_Fonte_.
──────────────────────────────

Prima Lettura  Is 52,7-10 Dal libro del profeta Isaìa

Come sono belli sui monti i piedi del messaggero che annuncia la pace, del messaggero di buone notizie che annuncia la salvezza, che dice a Sion: «Regna il tuo Dio». Una voce! Le tue sentinelle alzano la voce, insieme esultano, poiché vedono con gli occhi il ritorno del Signore a Sion. Prorompete insieme in canti di gioia, rovine di Gerusalemme, perché il Signore ha consolato il suo popolo, ha riscattato Gerusalemme. Il Signore ha snudato il suo santo braccio davanti a tutte le nazioni; tutti i confini della terra vedranno la salvezza del nostro Dio.

──────────────────────────────

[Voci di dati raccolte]
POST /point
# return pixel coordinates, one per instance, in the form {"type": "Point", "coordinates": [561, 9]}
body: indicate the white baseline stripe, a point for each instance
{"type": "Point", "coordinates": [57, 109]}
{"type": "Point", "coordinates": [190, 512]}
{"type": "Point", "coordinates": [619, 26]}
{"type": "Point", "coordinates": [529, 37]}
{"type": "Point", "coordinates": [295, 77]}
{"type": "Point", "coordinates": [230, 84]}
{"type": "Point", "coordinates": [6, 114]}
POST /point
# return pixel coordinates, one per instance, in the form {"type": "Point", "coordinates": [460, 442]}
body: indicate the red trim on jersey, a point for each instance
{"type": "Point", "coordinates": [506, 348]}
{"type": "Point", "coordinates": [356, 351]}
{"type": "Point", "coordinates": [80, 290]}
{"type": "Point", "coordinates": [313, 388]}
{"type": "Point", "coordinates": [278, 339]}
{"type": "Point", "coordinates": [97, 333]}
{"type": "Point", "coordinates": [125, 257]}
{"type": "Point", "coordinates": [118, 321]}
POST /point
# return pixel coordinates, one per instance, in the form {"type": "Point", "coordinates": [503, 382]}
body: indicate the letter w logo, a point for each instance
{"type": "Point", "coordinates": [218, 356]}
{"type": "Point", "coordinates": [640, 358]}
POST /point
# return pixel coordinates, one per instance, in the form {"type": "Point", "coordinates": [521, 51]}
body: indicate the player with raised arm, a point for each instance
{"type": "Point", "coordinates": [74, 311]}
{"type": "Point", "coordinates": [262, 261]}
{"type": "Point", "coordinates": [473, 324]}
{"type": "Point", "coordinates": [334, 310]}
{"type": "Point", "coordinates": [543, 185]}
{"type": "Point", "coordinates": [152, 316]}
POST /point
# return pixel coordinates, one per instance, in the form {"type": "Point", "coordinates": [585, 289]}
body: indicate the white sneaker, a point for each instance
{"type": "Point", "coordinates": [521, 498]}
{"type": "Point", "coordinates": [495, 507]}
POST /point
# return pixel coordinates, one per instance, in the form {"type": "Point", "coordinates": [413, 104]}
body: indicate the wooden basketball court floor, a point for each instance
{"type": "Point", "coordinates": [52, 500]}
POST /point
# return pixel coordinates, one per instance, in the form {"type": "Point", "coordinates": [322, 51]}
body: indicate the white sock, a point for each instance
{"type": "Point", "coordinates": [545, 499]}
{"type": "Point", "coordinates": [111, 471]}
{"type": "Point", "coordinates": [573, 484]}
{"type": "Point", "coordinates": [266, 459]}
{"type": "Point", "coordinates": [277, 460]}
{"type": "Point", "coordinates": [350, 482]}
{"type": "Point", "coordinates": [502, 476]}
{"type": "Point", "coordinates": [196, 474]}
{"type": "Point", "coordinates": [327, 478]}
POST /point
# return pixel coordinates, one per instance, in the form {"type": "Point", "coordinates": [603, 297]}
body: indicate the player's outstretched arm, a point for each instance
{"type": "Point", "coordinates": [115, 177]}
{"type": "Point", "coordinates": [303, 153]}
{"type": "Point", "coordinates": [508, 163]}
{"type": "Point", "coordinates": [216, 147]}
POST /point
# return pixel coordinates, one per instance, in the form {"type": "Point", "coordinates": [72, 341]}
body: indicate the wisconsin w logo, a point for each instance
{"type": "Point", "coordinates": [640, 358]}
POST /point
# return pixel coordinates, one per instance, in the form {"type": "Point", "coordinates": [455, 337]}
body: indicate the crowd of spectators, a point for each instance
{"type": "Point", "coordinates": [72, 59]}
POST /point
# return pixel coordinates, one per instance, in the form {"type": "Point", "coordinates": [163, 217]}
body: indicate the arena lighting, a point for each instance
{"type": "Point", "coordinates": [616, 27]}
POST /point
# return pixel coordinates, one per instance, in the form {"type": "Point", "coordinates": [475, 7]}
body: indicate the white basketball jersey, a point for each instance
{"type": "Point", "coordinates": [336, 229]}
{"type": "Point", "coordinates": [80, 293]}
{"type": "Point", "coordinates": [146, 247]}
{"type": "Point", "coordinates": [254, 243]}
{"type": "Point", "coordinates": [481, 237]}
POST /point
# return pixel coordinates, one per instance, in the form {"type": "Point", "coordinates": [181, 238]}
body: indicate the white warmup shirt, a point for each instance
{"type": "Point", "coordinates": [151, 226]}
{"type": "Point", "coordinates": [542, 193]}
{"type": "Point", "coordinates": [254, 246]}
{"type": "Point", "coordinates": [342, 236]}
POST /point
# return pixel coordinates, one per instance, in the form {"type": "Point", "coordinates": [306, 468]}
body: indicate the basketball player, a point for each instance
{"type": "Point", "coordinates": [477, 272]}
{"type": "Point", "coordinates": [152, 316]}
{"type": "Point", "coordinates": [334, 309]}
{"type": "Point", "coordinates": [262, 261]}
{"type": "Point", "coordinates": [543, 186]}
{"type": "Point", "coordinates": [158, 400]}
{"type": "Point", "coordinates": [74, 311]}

──────────────────────────────

_Richiesta scritta 1_.
Le affermazioni seguenti concordano con la lettura di Isaia? (a) Le sentinelle alzano la voce. (b) Il messaggero annuncia la guerra. (c) Solo Gerusalemme vedrà la salvezza. Rispondi sì o no a ciascuna, citando le parole decisive della lettura.
_Richiesta scritta 2_.
Riscrivi il passo della lettura di Isaia da "Prima Lettura  Is" a "del nostro Dio.", sostituendo "sentinelle" con "vedette".
_Richiesta scritta 3_.
Davanti a chi il Signore ha snudato il suo santo braccio, secondo la lettura di Isaia?

_Risultato atteso 1_.
(a) Sì: «Le tue sentinelle alzano la voce, insieme esultano».
(b) No: «del messaggero che annuncia la pace».
(c) No: «tutti i confini della terra vedranno la salvezza del nostro Dio».

_Risultato atteso 2_.
Prima Lettura  Is 52,7-10 Dal libro del profeta Isaìa

Come sono belli sui monti i piedi del messaggero che annuncia la pace, del messaggero di buone notizie che annuncia la salvezza, che dice a Sion: «Regna il tuo Dio». Una voce! Le tue vedette alzano la voce, insieme esultano, poiché vedono con gli occhi il ritorno del Signore a Sion. Prorompete insieme in canti di gioia, rovine di Gerusalemme, perché il Signore ha consolato il suo popolo, ha riscattato Gerusalemme. Il Signore ha snudato il suo santo braccio davanti a tutte le nazioni; tutti i confini della terra vedranno la salvezza del nostro Dio.

_Risultato atteso 3_.
Davanti a tutte le nazioni.